PASSAGE
:::::

There was a story yesterday about somebody hacked who the donors were to call Rittenhouse as a defense fund.
And they found a bunch of like cops and shit, which is correct.
crazy because he's a literal murder.
And he doesn't deny killing people.
He killed three people on the streets of Kenosha.
In my opinion, he's a murderer.
You might think he's a vigilante.
Either way, it's bad and cops should be opposed to him.
But a cop in Virginia Beach, I think, got fired today for donating to his defense fund.
So glad that guy's gone.
But there was a report last year from the Brennan Center about how much white supremacy
and far-right militancy there is in law enforcement.
And, I mean, there's a list of, like, 40 states where guys have been caught, like, being members of out and out of white supremacist organizations, which is just, like, insane to me that you think you get to be a police officer and also be on the membership list for Stormfront.
I don't understand why you think you can get away with that, but guys apparently did.
It's funny to me thinking about how, like, how this sort of reflects on the trope in a lot of superhero comic books.
And go with me on this.
of like with Batman how the cops are always very anti-vigilanteism like in every Batman movie or story you know the cops are opposed to him because like we can't have this we can't have this vigilante justice shit out here but Batman is a white dude you know they can tell that much and he seems to be rich as far as they know because he's all his gadgets and stuff so like they would be more than fine with it because you've got an armed teenager right killing people is his form of vigilante justice and they're you know donating to his government
fund me and whatnot. So like, you know, I might need to rewrite some of them comic book stories,
Mark. I don't know that they're that opposed to white vigilanteism, if that's the right way to say
that. I mean, in a comic books, the Punisher was a serial killer who killed cops. And it was
the arch enemy was the cops. In real life, cops paint blue flag Punisher logos on the cars.
So I don't really know how they, how the fantasy made, they just know the punter. I think they
just think the Punisher logo looks cool.
I don't know if they really understood anything about it.
The Punisher, all the Punisher writers and creators have been like,
the Punisher was a bad person, and he hated cops.
Those two things are not necessarily connected,
but how you can like him as a police officer in the book things is very weird to me.
Well, right.

:::::

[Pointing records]
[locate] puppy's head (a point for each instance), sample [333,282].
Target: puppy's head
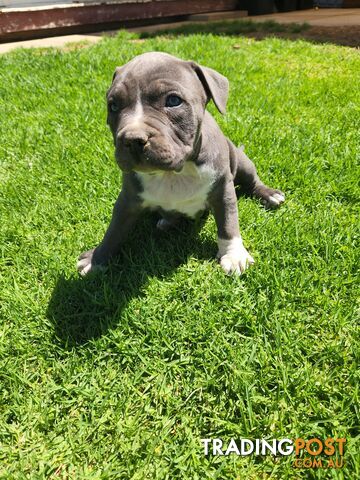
[156,104]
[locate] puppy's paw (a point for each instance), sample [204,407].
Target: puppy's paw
[87,264]
[233,256]
[84,264]
[270,197]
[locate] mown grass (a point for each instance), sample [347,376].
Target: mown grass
[119,375]
[229,27]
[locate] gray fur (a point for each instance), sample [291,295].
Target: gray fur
[150,137]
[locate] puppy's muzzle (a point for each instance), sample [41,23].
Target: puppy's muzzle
[133,140]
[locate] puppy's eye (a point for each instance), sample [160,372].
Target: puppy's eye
[114,107]
[173,101]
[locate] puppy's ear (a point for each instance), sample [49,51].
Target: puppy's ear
[216,85]
[117,70]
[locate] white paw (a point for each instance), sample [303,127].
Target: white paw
[84,264]
[276,199]
[234,258]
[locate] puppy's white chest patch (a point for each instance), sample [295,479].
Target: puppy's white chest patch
[185,192]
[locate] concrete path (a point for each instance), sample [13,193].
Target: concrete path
[58,42]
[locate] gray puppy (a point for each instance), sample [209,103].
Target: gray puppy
[174,157]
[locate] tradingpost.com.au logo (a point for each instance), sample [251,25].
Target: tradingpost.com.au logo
[310,453]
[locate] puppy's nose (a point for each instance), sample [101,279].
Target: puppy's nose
[135,140]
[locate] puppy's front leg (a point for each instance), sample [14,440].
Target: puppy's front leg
[233,256]
[125,213]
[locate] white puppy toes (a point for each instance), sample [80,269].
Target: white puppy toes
[234,258]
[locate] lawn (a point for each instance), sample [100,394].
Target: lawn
[119,375]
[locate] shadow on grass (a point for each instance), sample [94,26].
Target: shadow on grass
[349,36]
[86,308]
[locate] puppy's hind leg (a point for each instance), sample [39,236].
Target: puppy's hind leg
[246,177]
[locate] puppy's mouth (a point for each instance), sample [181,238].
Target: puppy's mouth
[145,158]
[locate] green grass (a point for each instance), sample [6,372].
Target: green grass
[119,375]
[230,27]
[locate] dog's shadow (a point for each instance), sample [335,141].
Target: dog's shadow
[82,309]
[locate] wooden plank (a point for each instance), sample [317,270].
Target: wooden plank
[36,20]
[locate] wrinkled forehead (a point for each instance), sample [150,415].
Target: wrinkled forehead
[155,74]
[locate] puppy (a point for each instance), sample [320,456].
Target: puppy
[174,157]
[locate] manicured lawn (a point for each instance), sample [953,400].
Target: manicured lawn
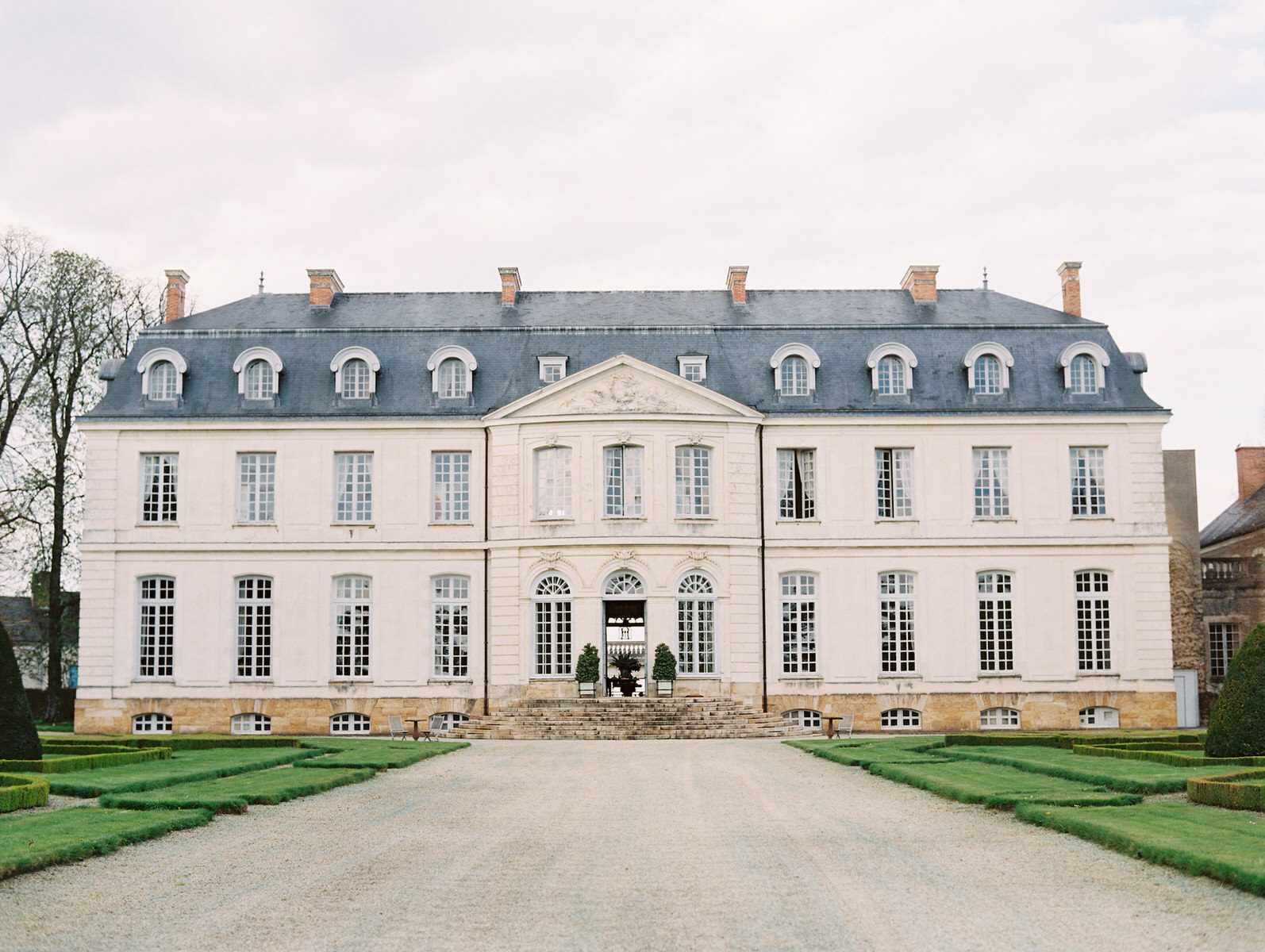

:::::

REQUESTS
- a) Update the transcript, giving everything from "The Punisher, all" down to "Well, right." with "police officer" changed to "detective".
- b) Please retype everything in the records from the line containing "[locate] lawn (a" down to the end of the records, leaving out the pictures.

SET OF ANSWERS
- a)
The Punisher, all the Punisher writers and creators have been like,
the Punisher was a bad person, and he hated cops.
Those two things are not necessarily connected,
but how you can like him as a detective in the book things is very weird to me.
Well, right.

- b)
[locate] lawn (a point for each instance), sample [100,394].
Target: lawn
[119,375]
[locate] shadow on grass (a point for each instance), sample [94,26].
Target: shadow on grass
[349,36]
[86,308]
[locate] puppy's hind leg (a point for each instance), sample [39,236].
Target: puppy's hind leg
[246,177]
[locate] puppy's mouth (a point for each instance), sample [181,238].
Target: puppy's mouth
[145,158]
[locate] green grass (a point for each instance), sample [6,372].
Target: green grass
[119,375]
[230,27]
[locate] dog's shadow (a point for each instance), sample [335,141].
Target: dog's shadow
[82,309]
[locate] wooden plank (a point for each instance), sample [317,270].
Target: wooden plank
[36,20]
[locate] wrinkled forehead (a point for each instance), sample [150,415].
Target: wrinkled forehead
[155,74]
[locate] puppy (a point for each instance), sample [320,456].
Target: puppy
[174,157]
[locate] manicured lawn (a point for each instance), sample [953,400].
Target: manicured lawn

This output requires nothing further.